## SHORT PROBLEM
Output each of the records below as a numbered list, leaving out any blank lines.
------------
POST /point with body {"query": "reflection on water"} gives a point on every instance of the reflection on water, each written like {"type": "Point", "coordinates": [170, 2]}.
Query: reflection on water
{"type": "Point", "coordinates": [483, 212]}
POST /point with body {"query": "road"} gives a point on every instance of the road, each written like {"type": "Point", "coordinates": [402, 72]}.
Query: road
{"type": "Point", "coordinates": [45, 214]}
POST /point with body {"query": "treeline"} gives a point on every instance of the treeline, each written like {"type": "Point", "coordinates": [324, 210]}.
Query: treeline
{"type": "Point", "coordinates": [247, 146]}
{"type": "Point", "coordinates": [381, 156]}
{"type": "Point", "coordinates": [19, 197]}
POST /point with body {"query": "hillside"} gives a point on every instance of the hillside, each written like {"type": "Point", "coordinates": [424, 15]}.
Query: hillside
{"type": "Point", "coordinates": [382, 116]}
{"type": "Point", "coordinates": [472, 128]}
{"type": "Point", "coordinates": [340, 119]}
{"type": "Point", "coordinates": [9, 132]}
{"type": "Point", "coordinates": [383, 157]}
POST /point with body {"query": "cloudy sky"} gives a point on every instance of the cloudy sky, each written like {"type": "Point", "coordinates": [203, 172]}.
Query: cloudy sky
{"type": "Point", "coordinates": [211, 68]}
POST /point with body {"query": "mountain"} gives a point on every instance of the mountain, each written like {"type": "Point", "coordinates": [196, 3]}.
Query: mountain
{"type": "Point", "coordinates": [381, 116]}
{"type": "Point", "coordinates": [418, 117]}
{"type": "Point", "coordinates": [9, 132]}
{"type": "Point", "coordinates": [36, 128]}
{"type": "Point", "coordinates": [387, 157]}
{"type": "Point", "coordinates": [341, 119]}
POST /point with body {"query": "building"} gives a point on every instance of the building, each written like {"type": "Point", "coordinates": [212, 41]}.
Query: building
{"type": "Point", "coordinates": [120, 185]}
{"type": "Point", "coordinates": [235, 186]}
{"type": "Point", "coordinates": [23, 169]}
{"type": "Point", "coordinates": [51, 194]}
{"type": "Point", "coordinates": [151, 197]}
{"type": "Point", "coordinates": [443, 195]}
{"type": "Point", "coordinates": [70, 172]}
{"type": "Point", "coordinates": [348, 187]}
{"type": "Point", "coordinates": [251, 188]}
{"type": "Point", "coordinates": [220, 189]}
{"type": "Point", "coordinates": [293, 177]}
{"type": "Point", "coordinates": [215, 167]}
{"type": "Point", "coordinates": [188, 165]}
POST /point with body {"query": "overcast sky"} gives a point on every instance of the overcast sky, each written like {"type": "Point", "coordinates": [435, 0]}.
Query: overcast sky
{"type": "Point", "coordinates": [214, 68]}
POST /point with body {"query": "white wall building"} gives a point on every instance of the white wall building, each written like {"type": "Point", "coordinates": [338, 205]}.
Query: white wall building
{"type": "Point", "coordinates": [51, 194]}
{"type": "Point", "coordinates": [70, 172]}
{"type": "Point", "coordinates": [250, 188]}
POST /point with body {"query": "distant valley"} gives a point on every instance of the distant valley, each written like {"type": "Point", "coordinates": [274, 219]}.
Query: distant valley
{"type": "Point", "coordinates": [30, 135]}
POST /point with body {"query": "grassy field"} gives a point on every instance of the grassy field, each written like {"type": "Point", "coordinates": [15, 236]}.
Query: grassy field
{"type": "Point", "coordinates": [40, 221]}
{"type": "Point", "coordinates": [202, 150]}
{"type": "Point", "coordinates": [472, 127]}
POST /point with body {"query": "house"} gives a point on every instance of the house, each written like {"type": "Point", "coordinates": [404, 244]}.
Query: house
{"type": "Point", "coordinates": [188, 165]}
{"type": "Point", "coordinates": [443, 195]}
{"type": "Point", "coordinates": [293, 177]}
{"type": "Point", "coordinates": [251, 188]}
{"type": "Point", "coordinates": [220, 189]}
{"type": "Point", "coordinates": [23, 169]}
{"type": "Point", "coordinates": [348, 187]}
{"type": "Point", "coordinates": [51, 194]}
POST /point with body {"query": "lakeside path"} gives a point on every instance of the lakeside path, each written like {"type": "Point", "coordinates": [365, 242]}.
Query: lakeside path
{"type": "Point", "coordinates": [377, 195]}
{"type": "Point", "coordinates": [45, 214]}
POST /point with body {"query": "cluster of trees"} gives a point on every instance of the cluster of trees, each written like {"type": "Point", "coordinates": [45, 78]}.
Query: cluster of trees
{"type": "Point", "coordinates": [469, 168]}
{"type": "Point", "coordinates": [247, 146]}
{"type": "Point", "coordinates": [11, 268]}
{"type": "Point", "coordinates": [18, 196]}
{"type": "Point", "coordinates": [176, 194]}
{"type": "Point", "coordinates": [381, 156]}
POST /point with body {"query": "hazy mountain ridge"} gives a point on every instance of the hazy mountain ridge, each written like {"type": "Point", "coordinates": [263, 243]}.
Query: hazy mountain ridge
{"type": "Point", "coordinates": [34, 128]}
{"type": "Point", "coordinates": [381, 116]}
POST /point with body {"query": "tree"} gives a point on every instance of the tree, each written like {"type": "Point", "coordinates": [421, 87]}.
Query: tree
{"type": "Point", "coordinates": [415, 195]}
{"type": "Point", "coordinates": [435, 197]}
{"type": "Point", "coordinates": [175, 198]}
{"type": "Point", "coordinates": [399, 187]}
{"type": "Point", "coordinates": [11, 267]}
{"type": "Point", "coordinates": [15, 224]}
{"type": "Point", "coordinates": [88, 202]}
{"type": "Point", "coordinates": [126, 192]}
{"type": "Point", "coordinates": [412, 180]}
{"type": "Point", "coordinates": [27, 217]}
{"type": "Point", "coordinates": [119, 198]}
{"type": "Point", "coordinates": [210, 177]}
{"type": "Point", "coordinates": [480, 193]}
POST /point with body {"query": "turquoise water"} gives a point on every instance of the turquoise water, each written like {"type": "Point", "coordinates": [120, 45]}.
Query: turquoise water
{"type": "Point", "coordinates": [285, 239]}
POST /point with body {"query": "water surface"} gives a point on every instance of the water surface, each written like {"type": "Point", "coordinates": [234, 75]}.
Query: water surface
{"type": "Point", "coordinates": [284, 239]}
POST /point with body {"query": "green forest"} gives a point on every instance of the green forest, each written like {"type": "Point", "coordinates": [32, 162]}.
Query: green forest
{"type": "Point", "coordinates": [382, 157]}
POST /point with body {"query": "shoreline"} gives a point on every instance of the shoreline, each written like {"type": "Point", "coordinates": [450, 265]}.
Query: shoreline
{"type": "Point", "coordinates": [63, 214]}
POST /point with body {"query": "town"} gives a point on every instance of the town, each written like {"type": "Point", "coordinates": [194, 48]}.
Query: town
------------
## COMPLETE OUTPUT
1. POST /point with body {"query": "reflection on water"} gives a point on every instance of the reflection on water, each written like {"type": "Point", "coordinates": [170, 2]}.
2. Query: reflection on water
3. {"type": "Point", "coordinates": [483, 212]}
4. POST /point with body {"query": "road"} gives a point on every instance of the road, each written like {"type": "Point", "coordinates": [402, 72]}.
5. Query: road
6. {"type": "Point", "coordinates": [45, 214]}
7. POST /point with body {"query": "treeline"} gives a point on every instance of the treeline, each written like {"type": "Point", "coordinates": [324, 210]}.
8. Query: treeline
9. {"type": "Point", "coordinates": [247, 146]}
10. {"type": "Point", "coordinates": [381, 156]}
11. {"type": "Point", "coordinates": [19, 197]}
12. POST /point with body {"query": "hillside"} gives a point on every instance of the hillside, each written like {"type": "Point", "coordinates": [424, 15]}.
13. Query: hillside
14. {"type": "Point", "coordinates": [382, 116]}
15. {"type": "Point", "coordinates": [472, 128]}
16. {"type": "Point", "coordinates": [340, 119]}
17. {"type": "Point", "coordinates": [9, 132]}
18. {"type": "Point", "coordinates": [383, 157]}
19. POST /point with body {"query": "cloudy sky"} gives a point on every instance of the cloudy sky, each written like {"type": "Point", "coordinates": [203, 172]}.
20. Query: cloudy sky
21. {"type": "Point", "coordinates": [211, 68]}
22. POST /point with body {"query": "mountain"} gives a point on every instance of the mountain, each written like {"type": "Point", "coordinates": [196, 3]}.
23. Query: mountain
24. {"type": "Point", "coordinates": [381, 116]}
25. {"type": "Point", "coordinates": [418, 117]}
26. {"type": "Point", "coordinates": [9, 132]}
27. {"type": "Point", "coordinates": [36, 128]}
28. {"type": "Point", "coordinates": [387, 157]}
29. {"type": "Point", "coordinates": [341, 119]}
30. POST /point with body {"query": "building"} gives a point on every instance of the building, each written like {"type": "Point", "coordinates": [212, 41]}.
31. Query: building
32. {"type": "Point", "coordinates": [120, 185]}
33. {"type": "Point", "coordinates": [235, 186]}
34. {"type": "Point", "coordinates": [23, 169]}
35. {"type": "Point", "coordinates": [51, 194]}
36. {"type": "Point", "coordinates": [151, 197]}
37. {"type": "Point", "coordinates": [443, 195]}
38. {"type": "Point", "coordinates": [70, 172]}
39. {"type": "Point", "coordinates": [348, 187]}
40. {"type": "Point", "coordinates": [251, 188]}
41. {"type": "Point", "coordinates": [220, 189]}
42. {"type": "Point", "coordinates": [293, 177]}
43. {"type": "Point", "coordinates": [215, 167]}
44. {"type": "Point", "coordinates": [188, 165]}
45. POST /point with body {"query": "overcast sky"} gives a point on every instance of the overcast sky, each written like {"type": "Point", "coordinates": [435, 0]}.
46. Query: overcast sky
47. {"type": "Point", "coordinates": [214, 68]}
48. POST /point with body {"query": "white wall building"} gives a point on every instance of the white wall building, each written like {"type": "Point", "coordinates": [338, 205]}.
49. Query: white wall building
50. {"type": "Point", "coordinates": [51, 194]}
51. {"type": "Point", "coordinates": [70, 172]}
52. {"type": "Point", "coordinates": [250, 188]}
53. POST /point with body {"query": "distant valley"} gives a point on every instance of the distant valley, each written like {"type": "Point", "coordinates": [274, 219]}.
54. Query: distant valley
55. {"type": "Point", "coordinates": [30, 135]}
56. POST /point with body {"query": "grassy field"} gives a point on every instance of the grassy field, each written like {"type": "Point", "coordinates": [15, 236]}.
57. Query: grassy field
58. {"type": "Point", "coordinates": [40, 221]}
59. {"type": "Point", "coordinates": [202, 150]}
60. {"type": "Point", "coordinates": [472, 127]}
61. POST /point with body {"query": "house"} gives a point on every instance of the house, each written like {"type": "Point", "coordinates": [404, 244]}.
62. Query: house
63. {"type": "Point", "coordinates": [188, 165]}
64. {"type": "Point", "coordinates": [443, 195]}
65. {"type": "Point", "coordinates": [293, 177]}
66. {"type": "Point", "coordinates": [251, 188]}
67. {"type": "Point", "coordinates": [220, 189]}
68. {"type": "Point", "coordinates": [23, 169]}
69. {"type": "Point", "coordinates": [348, 187]}
70. {"type": "Point", "coordinates": [51, 194]}
71. POST /point with body {"query": "lakeside path"} gives a point on every instance of the lakeside path, each written like {"type": "Point", "coordinates": [365, 242]}.
72. Query: lakeside path
73. {"type": "Point", "coordinates": [377, 195]}
74. {"type": "Point", "coordinates": [45, 214]}
75. POST /point with body {"query": "cluster of trees"} gives a point on every instance of the cluster of trees, each written like {"type": "Point", "coordinates": [45, 78]}.
76. Query: cluster of trees
77. {"type": "Point", "coordinates": [469, 168]}
78. {"type": "Point", "coordinates": [247, 146]}
79. {"type": "Point", "coordinates": [11, 268]}
80. {"type": "Point", "coordinates": [18, 196]}
81. {"type": "Point", "coordinates": [176, 194]}
82. {"type": "Point", "coordinates": [381, 156]}
83. POST /point with body {"query": "hazy mountain ridge"} gives a point on every instance of the hazy mountain ridge, each written like {"type": "Point", "coordinates": [263, 243]}.
84. Query: hazy mountain ridge
85. {"type": "Point", "coordinates": [34, 128]}
86. {"type": "Point", "coordinates": [381, 116]}
87. POST /point with body {"query": "tree"} gives a point on every instance of the tree, each written like {"type": "Point", "coordinates": [421, 87]}.
88. Query: tree
89. {"type": "Point", "coordinates": [415, 195]}
90. {"type": "Point", "coordinates": [435, 197]}
91. {"type": "Point", "coordinates": [175, 198]}
92. {"type": "Point", "coordinates": [399, 187]}
93. {"type": "Point", "coordinates": [11, 267]}
94. {"type": "Point", "coordinates": [15, 224]}
95. {"type": "Point", "coordinates": [88, 202]}
96. {"type": "Point", "coordinates": [126, 192]}
97. {"type": "Point", "coordinates": [412, 180]}
98. {"type": "Point", "coordinates": [27, 217]}
99. {"type": "Point", "coordinates": [119, 198]}
100. {"type": "Point", "coordinates": [210, 177]}
101. {"type": "Point", "coordinates": [480, 193]}
102. POST /point with body {"query": "turquoise water"} gives a point on every instance of the turquoise water, each written like {"type": "Point", "coordinates": [120, 45]}.
103. Query: turquoise water
104. {"type": "Point", "coordinates": [285, 239]}
105. POST /point with body {"query": "water surface"} gives a point on every instance of the water surface, each written like {"type": "Point", "coordinates": [234, 75]}.
106. Query: water surface
107. {"type": "Point", "coordinates": [284, 239]}
108. POST /point with body {"query": "green forest"} gives a point on every instance of the green forest, each written like {"type": "Point", "coordinates": [32, 162]}.
109. Query: green forest
110. {"type": "Point", "coordinates": [382, 157]}
111. POST /point with body {"query": "shoreline"} gives a point on every instance of the shoreline, each written like {"type": "Point", "coordinates": [450, 265]}.
112. Query: shoreline
113. {"type": "Point", "coordinates": [63, 214]}
114. POST /point with body {"query": "town"} gives a point on every instance of the town, each written like {"type": "Point", "coordinates": [194, 48]}.
115. Query: town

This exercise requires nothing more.